# [Passage cité]
'''

Taxe Caïman : des problèmes importants, selon la Cour des comptes

Dans son rapport sur la taxe Caïman adressé au Parlement fédéral, la Cour des comptes conclut que des problèmes importants perdurent malgré la nouvelle taxe Caïman 2.0 renforcée. Ils concernent tant l'application de cette législation complexe que la réalisation des contrôles. L'administration fiscale peine à identifier les fondateurs et les bénéficiaires de constructions juridiques étrangères à cause du manque d’informations et des recours aux prête-noms et sociétés intermédiaires. Au niveau des contrôles, les problèmes concernent notamment la faible qualité des données et la lourdeur des procédures. La Cour constate en outre que les recettes de la taxe Caïman, qui ne peuvent pas être déterminées avec précision, sont vraisemblablement nettement inférieures à celles qui ont été budgétisées. La Cour recommande d’adapter la législation sur certains points, d’améliorer l’accès aux données, de centraliser l’ensemble des connaissances en la matière, d’établir un suivi et une évaluation plus rigoureux des contrôles et d’évaluer également la taxe Caïman dans sa globalité.

En 2015, la Belgique a instauré la « taxe Caïman » dans le but de lutter contre la fraude fiscale et l’évasion fiscale par le biais de constructions dans des pays étrangers exotiques. Il s'agit d'une « taxe de transparence » imposant les revenus perçus par une construction juridique dans le chef des fondateurs ou des bénéficiaires comme s'ils les avaient recueillis eux-mêmes directement (« transparence fiscale »). La réglementation a été renforcée en 2017 pour mettre un terme aux abus et aux échappatoires, de sorte qu'il est souvent question d'une taxe Caïman 1.0 (avant 2017) et d'une taxe Caïman 2.0 (après 2017).

'''

Extrait d'un fichier de données:
'''

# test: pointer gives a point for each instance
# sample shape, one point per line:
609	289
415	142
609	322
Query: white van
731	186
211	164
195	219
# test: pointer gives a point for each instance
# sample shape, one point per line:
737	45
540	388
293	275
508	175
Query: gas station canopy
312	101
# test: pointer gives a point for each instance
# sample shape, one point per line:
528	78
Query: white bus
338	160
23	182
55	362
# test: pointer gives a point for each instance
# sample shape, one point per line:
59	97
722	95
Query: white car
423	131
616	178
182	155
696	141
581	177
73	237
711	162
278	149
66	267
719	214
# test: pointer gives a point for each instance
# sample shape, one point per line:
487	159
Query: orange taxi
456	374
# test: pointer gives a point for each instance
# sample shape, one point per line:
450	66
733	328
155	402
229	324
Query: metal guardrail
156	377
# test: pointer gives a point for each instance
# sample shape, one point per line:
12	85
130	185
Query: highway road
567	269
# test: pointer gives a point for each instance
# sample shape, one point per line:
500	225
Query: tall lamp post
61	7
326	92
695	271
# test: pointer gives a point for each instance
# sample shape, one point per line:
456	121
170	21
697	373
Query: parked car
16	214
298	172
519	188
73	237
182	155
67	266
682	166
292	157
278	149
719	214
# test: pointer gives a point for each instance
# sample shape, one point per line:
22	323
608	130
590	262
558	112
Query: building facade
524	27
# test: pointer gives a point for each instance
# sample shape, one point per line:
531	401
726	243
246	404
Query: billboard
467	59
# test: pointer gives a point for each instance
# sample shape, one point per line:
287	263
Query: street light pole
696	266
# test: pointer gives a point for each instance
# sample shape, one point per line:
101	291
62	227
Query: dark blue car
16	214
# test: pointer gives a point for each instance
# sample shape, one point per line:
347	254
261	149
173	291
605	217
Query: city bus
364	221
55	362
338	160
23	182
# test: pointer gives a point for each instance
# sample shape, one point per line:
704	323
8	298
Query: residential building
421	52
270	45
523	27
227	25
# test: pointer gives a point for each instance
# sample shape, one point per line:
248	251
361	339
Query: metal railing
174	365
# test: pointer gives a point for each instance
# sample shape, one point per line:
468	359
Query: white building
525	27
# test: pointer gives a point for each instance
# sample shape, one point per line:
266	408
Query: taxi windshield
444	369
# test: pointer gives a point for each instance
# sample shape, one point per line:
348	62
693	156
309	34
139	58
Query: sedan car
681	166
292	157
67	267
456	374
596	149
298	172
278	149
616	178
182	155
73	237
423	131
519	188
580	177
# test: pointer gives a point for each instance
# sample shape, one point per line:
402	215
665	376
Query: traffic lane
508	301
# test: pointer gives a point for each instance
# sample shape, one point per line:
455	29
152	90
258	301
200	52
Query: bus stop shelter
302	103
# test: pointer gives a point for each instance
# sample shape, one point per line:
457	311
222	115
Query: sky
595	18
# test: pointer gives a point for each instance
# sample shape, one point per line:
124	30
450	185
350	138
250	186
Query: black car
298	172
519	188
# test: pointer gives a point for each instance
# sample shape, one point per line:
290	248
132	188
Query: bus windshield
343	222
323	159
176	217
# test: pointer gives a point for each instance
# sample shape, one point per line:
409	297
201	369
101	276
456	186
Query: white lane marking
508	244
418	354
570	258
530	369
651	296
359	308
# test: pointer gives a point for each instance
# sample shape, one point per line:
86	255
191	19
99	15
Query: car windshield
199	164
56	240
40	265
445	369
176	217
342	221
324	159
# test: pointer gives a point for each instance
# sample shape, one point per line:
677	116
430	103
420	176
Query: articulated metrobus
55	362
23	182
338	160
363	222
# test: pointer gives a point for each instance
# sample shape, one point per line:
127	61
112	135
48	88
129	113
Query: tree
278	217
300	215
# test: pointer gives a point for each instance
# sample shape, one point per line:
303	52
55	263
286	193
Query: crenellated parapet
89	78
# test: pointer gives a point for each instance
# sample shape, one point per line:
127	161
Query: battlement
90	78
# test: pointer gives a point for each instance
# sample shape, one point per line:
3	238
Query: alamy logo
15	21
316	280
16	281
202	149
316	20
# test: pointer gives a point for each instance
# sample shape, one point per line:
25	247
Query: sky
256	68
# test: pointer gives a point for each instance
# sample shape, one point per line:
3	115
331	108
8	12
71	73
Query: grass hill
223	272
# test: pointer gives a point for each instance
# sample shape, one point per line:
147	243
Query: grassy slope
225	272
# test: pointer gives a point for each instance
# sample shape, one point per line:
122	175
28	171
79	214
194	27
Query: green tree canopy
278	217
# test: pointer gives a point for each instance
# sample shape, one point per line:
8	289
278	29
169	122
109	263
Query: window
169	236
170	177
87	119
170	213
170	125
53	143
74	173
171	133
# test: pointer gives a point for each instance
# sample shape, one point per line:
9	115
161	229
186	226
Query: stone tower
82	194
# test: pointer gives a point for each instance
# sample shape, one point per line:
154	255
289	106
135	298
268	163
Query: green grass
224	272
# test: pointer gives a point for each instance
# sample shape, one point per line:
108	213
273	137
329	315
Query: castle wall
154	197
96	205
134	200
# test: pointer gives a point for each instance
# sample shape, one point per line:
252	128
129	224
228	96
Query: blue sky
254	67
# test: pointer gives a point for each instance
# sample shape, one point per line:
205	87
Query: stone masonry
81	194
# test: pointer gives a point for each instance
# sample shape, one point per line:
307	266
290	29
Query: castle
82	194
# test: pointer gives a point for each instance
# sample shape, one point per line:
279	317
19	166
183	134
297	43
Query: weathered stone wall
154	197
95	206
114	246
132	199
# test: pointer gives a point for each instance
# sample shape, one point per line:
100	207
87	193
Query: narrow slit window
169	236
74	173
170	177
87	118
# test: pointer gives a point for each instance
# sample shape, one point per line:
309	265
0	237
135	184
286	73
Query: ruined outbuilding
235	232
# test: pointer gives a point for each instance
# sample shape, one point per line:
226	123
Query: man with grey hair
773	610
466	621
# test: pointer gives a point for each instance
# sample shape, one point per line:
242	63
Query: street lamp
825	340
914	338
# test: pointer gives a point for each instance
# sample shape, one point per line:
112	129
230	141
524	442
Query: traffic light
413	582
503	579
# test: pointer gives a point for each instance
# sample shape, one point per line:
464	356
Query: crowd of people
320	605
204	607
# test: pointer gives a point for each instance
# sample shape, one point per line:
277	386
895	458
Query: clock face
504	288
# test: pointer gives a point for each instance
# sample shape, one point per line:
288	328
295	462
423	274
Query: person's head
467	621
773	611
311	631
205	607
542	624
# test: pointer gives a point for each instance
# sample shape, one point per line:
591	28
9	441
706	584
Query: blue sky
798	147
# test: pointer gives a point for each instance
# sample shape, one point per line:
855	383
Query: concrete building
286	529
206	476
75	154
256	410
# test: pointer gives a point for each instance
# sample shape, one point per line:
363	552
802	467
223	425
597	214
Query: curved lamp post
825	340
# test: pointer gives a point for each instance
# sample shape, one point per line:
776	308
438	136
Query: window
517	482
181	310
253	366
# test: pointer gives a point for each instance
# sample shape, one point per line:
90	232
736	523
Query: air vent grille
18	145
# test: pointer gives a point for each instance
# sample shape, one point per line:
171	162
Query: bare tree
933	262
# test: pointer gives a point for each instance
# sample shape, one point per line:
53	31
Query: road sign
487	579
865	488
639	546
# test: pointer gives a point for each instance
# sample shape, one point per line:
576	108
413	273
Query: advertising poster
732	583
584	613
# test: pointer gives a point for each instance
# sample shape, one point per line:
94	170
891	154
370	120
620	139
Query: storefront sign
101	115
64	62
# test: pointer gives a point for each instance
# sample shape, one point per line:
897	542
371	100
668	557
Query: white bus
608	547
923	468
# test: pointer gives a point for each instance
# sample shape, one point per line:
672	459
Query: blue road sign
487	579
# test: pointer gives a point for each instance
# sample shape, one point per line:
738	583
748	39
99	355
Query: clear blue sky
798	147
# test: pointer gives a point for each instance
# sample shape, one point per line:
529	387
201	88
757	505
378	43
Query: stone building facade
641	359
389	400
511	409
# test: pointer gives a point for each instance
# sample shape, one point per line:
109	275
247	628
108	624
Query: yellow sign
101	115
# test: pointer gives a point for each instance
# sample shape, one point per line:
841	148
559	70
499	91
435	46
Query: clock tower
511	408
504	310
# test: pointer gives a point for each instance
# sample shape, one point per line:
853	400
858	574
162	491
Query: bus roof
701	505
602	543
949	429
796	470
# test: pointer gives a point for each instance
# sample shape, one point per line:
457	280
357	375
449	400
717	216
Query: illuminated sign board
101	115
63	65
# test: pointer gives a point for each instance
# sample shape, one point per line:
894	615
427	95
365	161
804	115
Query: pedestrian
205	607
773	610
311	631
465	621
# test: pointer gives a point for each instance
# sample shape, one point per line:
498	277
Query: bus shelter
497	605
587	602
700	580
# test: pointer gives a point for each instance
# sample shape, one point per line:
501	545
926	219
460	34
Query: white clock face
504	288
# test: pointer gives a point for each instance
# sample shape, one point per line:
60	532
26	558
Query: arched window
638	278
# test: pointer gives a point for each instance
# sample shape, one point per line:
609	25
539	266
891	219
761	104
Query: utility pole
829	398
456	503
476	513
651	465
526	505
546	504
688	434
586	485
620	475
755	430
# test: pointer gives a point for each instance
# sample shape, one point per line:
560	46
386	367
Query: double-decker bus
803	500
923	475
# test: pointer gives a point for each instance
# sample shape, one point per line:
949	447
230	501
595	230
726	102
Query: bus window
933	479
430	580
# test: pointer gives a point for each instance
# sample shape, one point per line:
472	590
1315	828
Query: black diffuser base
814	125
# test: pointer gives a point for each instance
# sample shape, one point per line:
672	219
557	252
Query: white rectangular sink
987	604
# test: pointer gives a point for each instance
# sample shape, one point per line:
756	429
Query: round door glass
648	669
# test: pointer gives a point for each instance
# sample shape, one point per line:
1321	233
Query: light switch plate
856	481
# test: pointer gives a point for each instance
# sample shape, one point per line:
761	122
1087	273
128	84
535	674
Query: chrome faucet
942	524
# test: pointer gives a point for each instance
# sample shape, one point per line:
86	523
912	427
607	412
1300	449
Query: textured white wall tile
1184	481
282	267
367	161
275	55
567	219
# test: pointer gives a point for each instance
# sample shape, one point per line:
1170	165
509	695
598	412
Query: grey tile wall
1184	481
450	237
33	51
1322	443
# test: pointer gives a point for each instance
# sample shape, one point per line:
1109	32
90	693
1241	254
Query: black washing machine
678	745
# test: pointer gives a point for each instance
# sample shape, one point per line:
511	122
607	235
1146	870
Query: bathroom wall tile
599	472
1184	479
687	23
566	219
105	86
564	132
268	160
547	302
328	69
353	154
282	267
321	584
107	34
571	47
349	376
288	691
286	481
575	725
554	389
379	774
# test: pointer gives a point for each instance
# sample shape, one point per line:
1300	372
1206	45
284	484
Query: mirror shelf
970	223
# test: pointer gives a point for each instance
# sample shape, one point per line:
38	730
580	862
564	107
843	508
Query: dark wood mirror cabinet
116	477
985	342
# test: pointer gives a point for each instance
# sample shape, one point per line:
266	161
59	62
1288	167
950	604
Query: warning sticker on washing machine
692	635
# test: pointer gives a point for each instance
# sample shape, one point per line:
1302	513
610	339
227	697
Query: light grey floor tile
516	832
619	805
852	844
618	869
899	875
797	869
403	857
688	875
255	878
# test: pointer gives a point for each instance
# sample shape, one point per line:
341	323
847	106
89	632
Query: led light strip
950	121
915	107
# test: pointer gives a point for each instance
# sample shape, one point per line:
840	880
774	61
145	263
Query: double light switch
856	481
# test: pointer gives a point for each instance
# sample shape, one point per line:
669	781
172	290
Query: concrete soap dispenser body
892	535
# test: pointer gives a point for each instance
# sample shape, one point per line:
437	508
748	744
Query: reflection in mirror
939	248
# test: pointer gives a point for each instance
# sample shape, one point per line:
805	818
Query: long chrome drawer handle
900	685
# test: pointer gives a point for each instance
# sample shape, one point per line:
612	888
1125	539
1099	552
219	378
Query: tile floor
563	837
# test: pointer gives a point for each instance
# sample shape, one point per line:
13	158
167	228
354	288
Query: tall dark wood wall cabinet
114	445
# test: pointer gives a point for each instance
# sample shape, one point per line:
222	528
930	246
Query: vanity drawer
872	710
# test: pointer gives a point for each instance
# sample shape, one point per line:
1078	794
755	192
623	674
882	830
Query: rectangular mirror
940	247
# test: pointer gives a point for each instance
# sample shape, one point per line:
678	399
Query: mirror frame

'''

# [Tâches et exercices]
**a.** D'après le texte sur la taxe Caïman, pourquoi l'administration fiscale a-t-elle du mal à identifier les fondateurs et les bénéficiaires de constructions juridiques étrangères ?
**b.** Compte les lignes des entrées qui contiennent la chaîne « green », en respectant la casse, et donne seulement ce nombre.

# [Réponses correctes]
**a.** Il lui manque des informations, et les fondateurs et bénéficiaires recourent à des prête-noms et à des sociétés intermédiaires.

**b.** 2